## DOCUMENT EXTRACT
....
By Ibrahim Tarawallie

election

NEC Chief Mohamed Nfa Alie

A survey carried out by Afro Barometer in collaboration with Campaign for Good Governance (CGG) has revealed that the National Electoral Commission (NEC) performed its duties as a neutral body, guided only by law.

NEC was saddled by criticisms, especially from the now opposition All People’s Congress (APC) and a handful of civil society organisations that questioned NEC’s neutrality in the run up to the March 2018 multitier elections and crucial presidential run-off.

They claimed, among other things, that the electoral body was not up to the task in conducting the polls, adding that electoral officials had sided with the then opposition Sierra Leone people’s Party (SLPP). Thy also alleged that NEC was acting contrary to laws governing the conduct of elections, while the polls were not free and fair.

However, during the survey which was conducted between 9 and 28 July 2018, almost three quarters (73%) of Sierra Leoneans interviewed agreed that NEC performed its duties with neutrality through the guided law.

Also, eight out of ten citizens interviewed (55%) during the survey indicated that the 2018 multitier elections were completely free and fair, whilst 26% were of the opinion that it was free and fair but with minor problems.

Presenting the findings at the Ministry of Information conference, CGG Programme Officer, Ibrahim Sesay, stated that this was the seventh round of the Afro Barometer survey findings but the third on Sierra Leone specifically, with the first having been conducted in 2012.
....
## DATA EXCERPT
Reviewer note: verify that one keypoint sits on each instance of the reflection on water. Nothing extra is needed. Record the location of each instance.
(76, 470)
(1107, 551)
....
## PARTS OF THE EXERCISE
(a) Reproduce verbatim the part of the NEC survey article that opens with the words containing "However, during the" and closes with "with minor problems.".
(b) Do these statements agree with the NEC survey article? Answer yes or no for each and quote the words of the article that settle it.
(i) The survey was conducted in July 2018.
(ii) Afro Barometer carried out the survey on its own.
(iii) This was the first Afro Barometer survey on Sierra Leone.
(c) Translate this sentence from the NEC survey article into French: "A survey carried out by Afro Barometer in collaboration with Campaign for Good Governance (CGG) has revealed that the National Electoral Commission (NEC) performed its duties as a neutral body, guided only by law."
The lines play no role in any of this.

## FINAL ANSWERS
(a)
However, during the survey which was conducted between 9 and 28 July 2018, almost three quarters (73%) of Sierra Leoneans interviewed agreed that NEC performed its duties with neutrality through the guided law.

Also, eight out of ten citizens interviewed (55%) during the survey indicated that the 2018 multitier elections were completely free and fair, whilst 26% were of the opinion that it was free and fair but with minor problems.

(b)
(i) Yes: "conducted between 9 and 28 July 2018"
(ii) No: "in collaboration with Campaign for Good Governance (CGG)"
(iii) No: "the third on Sierra Leone specifically, with the first having been conducted in 2012"

(c) Une enquête menée par Afro Barometer en collaboration avec Campaign for Good Governance (CGG) a révélé que la Commission électorale nationale (NEC) s'est acquittée de ses fonctions en tant qu'organe neutre, guidé uniquement par la loi.